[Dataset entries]
*** Block opens ***

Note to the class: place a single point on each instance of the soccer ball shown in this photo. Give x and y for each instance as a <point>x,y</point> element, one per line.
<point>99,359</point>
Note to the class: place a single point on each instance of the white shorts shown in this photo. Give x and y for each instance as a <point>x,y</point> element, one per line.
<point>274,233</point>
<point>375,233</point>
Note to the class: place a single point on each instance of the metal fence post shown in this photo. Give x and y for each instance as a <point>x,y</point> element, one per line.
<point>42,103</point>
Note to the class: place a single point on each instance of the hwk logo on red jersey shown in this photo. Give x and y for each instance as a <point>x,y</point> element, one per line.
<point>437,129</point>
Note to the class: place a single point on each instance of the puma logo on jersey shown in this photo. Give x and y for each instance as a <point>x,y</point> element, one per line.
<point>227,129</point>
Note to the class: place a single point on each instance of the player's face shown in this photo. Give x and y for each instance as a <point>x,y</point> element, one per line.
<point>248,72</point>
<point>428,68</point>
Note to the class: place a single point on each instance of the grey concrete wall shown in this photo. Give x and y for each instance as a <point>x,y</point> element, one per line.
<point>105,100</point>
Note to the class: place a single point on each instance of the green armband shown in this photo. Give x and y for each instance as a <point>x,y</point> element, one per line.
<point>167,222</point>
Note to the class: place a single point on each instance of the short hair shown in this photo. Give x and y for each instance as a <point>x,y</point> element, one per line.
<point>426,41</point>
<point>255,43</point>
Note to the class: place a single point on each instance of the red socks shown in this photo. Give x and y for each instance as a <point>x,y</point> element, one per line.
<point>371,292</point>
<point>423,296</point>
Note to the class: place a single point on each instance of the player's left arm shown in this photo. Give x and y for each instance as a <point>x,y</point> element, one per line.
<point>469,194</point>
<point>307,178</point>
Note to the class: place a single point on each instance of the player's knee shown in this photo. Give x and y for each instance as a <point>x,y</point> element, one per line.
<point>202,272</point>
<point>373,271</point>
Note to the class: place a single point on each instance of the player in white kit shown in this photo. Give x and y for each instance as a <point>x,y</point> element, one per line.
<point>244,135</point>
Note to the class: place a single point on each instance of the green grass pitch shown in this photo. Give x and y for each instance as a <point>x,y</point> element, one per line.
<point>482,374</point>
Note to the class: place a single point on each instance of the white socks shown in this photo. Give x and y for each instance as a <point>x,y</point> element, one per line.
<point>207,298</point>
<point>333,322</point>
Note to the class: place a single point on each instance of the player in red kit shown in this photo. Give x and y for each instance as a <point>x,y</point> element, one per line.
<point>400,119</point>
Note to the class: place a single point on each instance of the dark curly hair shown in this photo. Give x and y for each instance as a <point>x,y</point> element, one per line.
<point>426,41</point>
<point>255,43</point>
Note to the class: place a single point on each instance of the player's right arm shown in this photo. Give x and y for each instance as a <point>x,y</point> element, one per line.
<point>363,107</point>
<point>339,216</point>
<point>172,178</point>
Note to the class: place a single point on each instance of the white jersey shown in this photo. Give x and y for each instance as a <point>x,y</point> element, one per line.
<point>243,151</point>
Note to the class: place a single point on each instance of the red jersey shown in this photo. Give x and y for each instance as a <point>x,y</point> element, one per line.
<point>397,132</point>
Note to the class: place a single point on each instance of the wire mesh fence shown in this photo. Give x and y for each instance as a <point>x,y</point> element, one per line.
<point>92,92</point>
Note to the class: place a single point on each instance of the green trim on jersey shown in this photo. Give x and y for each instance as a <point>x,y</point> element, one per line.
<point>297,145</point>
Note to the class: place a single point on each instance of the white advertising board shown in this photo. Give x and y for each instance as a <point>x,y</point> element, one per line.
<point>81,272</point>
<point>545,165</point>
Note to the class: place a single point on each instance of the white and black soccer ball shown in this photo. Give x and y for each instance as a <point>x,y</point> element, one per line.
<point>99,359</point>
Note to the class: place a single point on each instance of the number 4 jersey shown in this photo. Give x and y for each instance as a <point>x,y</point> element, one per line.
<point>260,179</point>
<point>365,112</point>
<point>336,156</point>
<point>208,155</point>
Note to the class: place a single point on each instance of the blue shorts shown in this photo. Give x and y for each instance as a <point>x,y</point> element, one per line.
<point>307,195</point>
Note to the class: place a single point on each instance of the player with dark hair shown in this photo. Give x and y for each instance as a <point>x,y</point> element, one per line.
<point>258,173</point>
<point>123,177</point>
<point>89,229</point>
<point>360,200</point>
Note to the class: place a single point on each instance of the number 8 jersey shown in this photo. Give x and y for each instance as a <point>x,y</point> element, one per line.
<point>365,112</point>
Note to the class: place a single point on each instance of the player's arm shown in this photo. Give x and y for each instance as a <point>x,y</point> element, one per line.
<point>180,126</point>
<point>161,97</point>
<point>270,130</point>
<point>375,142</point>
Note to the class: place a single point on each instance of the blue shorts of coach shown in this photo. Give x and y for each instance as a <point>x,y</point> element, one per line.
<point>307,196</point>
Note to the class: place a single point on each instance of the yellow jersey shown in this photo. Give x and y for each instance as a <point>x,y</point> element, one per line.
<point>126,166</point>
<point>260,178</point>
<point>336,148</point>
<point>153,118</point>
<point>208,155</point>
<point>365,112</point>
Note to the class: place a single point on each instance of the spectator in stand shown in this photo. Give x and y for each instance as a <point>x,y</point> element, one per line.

*** Block closes ***

■ **Exercise description**
Repeat the records above exactly as they appear.

■ **Exercise result**
Note to the class: place a single point on each instance of the soccer ball shown in this photo. Give x and y for each instance as a <point>x,y</point> element, one per line.
<point>99,359</point>
Note to the class: place a single point on each instance of the white shorts shown in this photo. Give x and y for each instance as a <point>x,y</point> element, one per line.
<point>274,233</point>
<point>375,233</point>
Note to the class: place a single point on each instance of the metal fence post shown in this photo. Give x and y for each instance as a <point>x,y</point> element, one per line.
<point>42,103</point>
Note to the class: place a single point on each instance of the hwk logo on red jersey shown in this photo. Give x and y for each instance as a <point>x,y</point> element, one per line.
<point>437,129</point>
Note to the class: place a single point on each instance of the puma logo on jersey shown in this photo. Give x and y for each instance as a <point>x,y</point> element, one per line.
<point>227,129</point>
Note to the class: place a single point on each instance of the player's face shown in this photo. Give x and y for each instance as a <point>x,y</point> element, one per line.
<point>248,72</point>
<point>428,68</point>
Note to the class: place a single point on each instance of the grey concrete wall shown in this photo. Give x and y for each instance as a <point>x,y</point> element, one per line.
<point>105,100</point>
Note to the class: place a single point on each instance of the green armband shown in this photo. Give x and y for each instance as a <point>x,y</point> element, one per line.
<point>167,222</point>
Note to the class: place a single point on each instance of the short hair shown in this photo. Give x and y for each instance as a <point>x,y</point> element, one per line.
<point>426,41</point>
<point>255,43</point>
Note to the class: place a single point on each instance of the red socks shown in this photo. Give x and y for each instance as a <point>x,y</point> element, one per line.
<point>371,292</point>
<point>423,296</point>
Note to the class: place a single point on each instance of the player's left arm shown in this photo. Give x and y for each instance as a <point>x,y</point> element, one per line.
<point>469,194</point>
<point>307,178</point>
Note to the class: place a single point on each instance of the player's knee shown in this photo. Give x and y for each instance as a <point>x,y</point> element, one per line.
<point>202,272</point>
<point>373,271</point>
Note to the class: place a single point on each instance of the player in white kit shown in this photo. Give x and y for each instance as a <point>x,y</point> element, one per line.
<point>244,135</point>
Note to the class: place a single point on each instance of the green grass pitch shown in this photo. Give x and y for each instance as a <point>x,y</point> element, one per line.
<point>482,374</point>
Note to the class: place a single point on each instance of the white socks shown in this photo. Give x and y for each instance as a <point>x,y</point> element, one per line.
<point>207,298</point>
<point>333,322</point>
Note to the class: place a single point on each instance of the player in red kit shown in this photo. Give x and y for each instance as a <point>x,y</point> element, one per line.
<point>400,119</point>
Note to the class: place a single point on each instance of the dark curly hair shown in this photo. Give x and y for each instance as a <point>x,y</point> element, one per line.
<point>426,41</point>
<point>255,43</point>
Note to the class: place a single point on each instance of the player's right arm shown in this photo. Give x and y for each instance as a <point>x,y</point> element, one per line.
<point>363,107</point>
<point>339,216</point>
<point>172,178</point>
Note to the class: place a single point on each instance of the white jersey shown in this photo. Give x and y for each instance as a <point>x,y</point> element, one per line.
<point>243,151</point>
Note to the class: place a single point on each instance of the red jersey shown in this photo. Give x and y for each instance as a <point>x,y</point> element, one per line.
<point>397,132</point>
Note to the class: place a single point on each instance of the wire mesh fence shown in this photo. Give x and y for each instance as a <point>x,y</point> element, one per line.
<point>92,92</point>
Note to the class: place a single point on each instance of the green trim on jersey shown in this photo. Give x and y for each instance as a <point>x,y</point> element, one per line.
<point>297,145</point>
Note to the class: place a single point on each instance of the white advertising board shown in this photo. Give x and y for each instance as a <point>x,y</point> element, one per line.
<point>81,272</point>
<point>545,165</point>
Note to the class: place a single point on each instance of the white and black soccer ball shown in this photo. Give x and y for each instance as a <point>x,y</point> element, one per line.
<point>99,359</point>
Note to the class: place a single point on each instance of the number 4 jersey shown in this photo. Give x and y for each instance as a <point>x,y</point> element, one per line.
<point>260,179</point>
<point>365,112</point>
<point>336,156</point>
<point>208,155</point>
Note to the class: place a single point on each instance of the blue shorts shown in this photo. Give x and y for each instance as a <point>x,y</point> element, one per line.
<point>307,195</point>
Note to the class: place a single point on each instance of the player with dark hair shown in this photo. Give x and y for each instance as a <point>x,y</point> element, one per line.
<point>258,173</point>
<point>123,177</point>
<point>89,229</point>
<point>360,200</point>
Note to the class: place a single point on each instance of the number 8 jersey shown in this photo. Give x and y for each instance as a <point>x,y</point> element, one per line.
<point>365,112</point>
Note to the class: place a single point on each instance of the player's arm shown in this photo. Give x and y for each instance as a <point>x,y</point> element, one per line.
<point>180,126</point>
<point>161,97</point>
<point>270,130</point>
<point>375,142</point>
Note to the class: place a single point on each instance of the blue shorts of coach shown in this photo. Give x and y for each instance as a <point>x,y</point> element, one per line.
<point>307,196</point>
Note to the class: place a single point on each instance of the yellow jersey shown in this photo. Give x and y for each instance as a <point>x,y</point> element, one per line.
<point>126,166</point>
<point>260,178</point>
<point>336,148</point>
<point>153,118</point>
<point>208,155</point>
<point>365,112</point>
Note to the class: place a single point on each instance of the spectator in stand shown in this photo. Give x and y for each instance as a <point>x,y</point> element, one per line.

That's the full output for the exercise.